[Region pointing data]
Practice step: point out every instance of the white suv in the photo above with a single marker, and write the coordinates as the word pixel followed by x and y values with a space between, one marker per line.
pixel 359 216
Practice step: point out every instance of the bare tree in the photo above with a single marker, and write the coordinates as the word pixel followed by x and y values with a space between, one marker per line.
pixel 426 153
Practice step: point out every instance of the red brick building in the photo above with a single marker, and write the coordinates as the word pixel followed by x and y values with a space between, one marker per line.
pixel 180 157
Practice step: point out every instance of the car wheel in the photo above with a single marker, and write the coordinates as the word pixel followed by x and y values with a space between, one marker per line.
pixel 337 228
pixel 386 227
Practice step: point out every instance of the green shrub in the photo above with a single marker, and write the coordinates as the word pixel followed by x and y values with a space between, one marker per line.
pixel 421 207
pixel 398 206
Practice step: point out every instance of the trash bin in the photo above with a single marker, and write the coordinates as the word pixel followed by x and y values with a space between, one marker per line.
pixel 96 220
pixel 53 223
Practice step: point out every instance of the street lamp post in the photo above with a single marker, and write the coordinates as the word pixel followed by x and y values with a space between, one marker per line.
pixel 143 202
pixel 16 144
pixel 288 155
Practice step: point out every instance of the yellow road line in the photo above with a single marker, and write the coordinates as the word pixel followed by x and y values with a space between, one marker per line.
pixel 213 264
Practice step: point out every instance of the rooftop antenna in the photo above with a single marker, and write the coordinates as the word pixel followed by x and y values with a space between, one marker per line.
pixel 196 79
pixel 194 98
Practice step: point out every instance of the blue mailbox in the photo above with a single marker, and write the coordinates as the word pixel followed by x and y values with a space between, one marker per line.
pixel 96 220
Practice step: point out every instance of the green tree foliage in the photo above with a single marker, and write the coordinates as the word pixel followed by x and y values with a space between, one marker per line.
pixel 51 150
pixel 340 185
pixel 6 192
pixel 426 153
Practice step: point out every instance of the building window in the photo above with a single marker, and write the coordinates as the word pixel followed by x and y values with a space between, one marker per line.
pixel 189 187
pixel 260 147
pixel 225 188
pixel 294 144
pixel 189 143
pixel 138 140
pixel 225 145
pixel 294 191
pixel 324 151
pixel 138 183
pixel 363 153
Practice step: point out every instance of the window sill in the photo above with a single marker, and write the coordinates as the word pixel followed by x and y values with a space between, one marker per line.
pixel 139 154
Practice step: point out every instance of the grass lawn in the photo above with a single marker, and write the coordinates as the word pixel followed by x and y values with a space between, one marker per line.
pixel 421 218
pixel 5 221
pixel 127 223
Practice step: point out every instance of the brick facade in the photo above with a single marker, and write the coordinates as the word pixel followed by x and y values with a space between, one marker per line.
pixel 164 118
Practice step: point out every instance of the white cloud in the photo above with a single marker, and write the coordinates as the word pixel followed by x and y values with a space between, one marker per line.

To do — An exact restatement of the data above is required.

Output for this exercise —
Practice step: point out every instance of the white suv in the photo above with a single marker, and write the coordinates as the word pixel followed by x and y values with a space between, one marker per line.
pixel 359 216
Practice step: point out every instance of the bare tree in the photo above with a single marker, and write the coordinates as the word pixel followed by x and y values with a space between, one marker per line.
pixel 426 153
Practice step: point out every instance of the red brick building in the photo above with a single marker, and write the coordinates as the word pixel followed by x and y values with a space between, one marker per line.
pixel 180 157
Practice step: point out every instance of the car wheel in the photo above with a single marker, and write the coordinates as the word pixel followed by x and y values with a space between, one marker per line.
pixel 337 228
pixel 386 227
Practice step: point out every instance of the green shrub in the photo above with a single marker, and write the coordinates as the word pixel followed by x and y values with a space between, one marker per line.
pixel 421 207
pixel 398 206
Practice step: point out every instance of the trash bin in the photo above with a single marker, and write the coordinates as the word pixel followed by x and y values with a space between, one marker per line.
pixel 96 220
pixel 53 223
Practice step: point out every instance of the street lamp post in the photo above with a single marker, and write the coordinates as the word pixel followed by x and y values with a space between, one marker per line.
pixel 143 202
pixel 16 144
pixel 288 155
Practice step: point out every instance of the yellow road line in the photo above with a single marker, and write the coordinates as the word pixel followed by x and y values with a space between, one marker per line.
pixel 213 264
Practice step: point out every instance of the rooftop antenna in the photo above with a single marker, and write the coordinates as the word pixel followed by x and y values with a space between, one marker per line.
pixel 196 79
pixel 194 98
Practice step: point out every instance of the blue mailbox in the photo above with a single marker, and write the coordinates as the word pixel followed by x and y values with a space between, one marker per line.
pixel 96 220
Practice step: point out every instance of the green tree foliage in the photo above with a single marker, and write the coordinates as the word pixel followed by x and y values with a space between, one marker per line.
pixel 51 150
pixel 340 185
pixel 6 192
pixel 426 153
Practice step: point out every instance of the building window in the photo above with a single marker, and write the coordinates as the word pixel followed by x and y values with a space between, one marker per line.
pixel 189 187
pixel 260 147
pixel 225 188
pixel 294 144
pixel 189 143
pixel 138 140
pixel 225 145
pixel 294 191
pixel 324 151
pixel 138 183
pixel 363 153
Practice step: point out every instance of the window sill in the photo above with a single marker, and write the coordinates as the word pixel followed by x and y values with a space between, one marker per line.
pixel 139 154
Practice step: point out every instance of the grass lawn in the photo above with a single marker, and write the coordinates as the word pixel followed by x and y values with a space between, one marker per line.
pixel 421 218
pixel 5 221
pixel 127 223
Practice step: point out every instance of the brick facade in the photo above with a single marker, and write the coordinates as the word pixel followed by x and y values with a space between, one marker per line.
pixel 164 118
Practice step: point out every instance of the white cloud in the photo above with a single marker, and write the coordinates as the word pixel followed by x and y values with a space between, one marker per line.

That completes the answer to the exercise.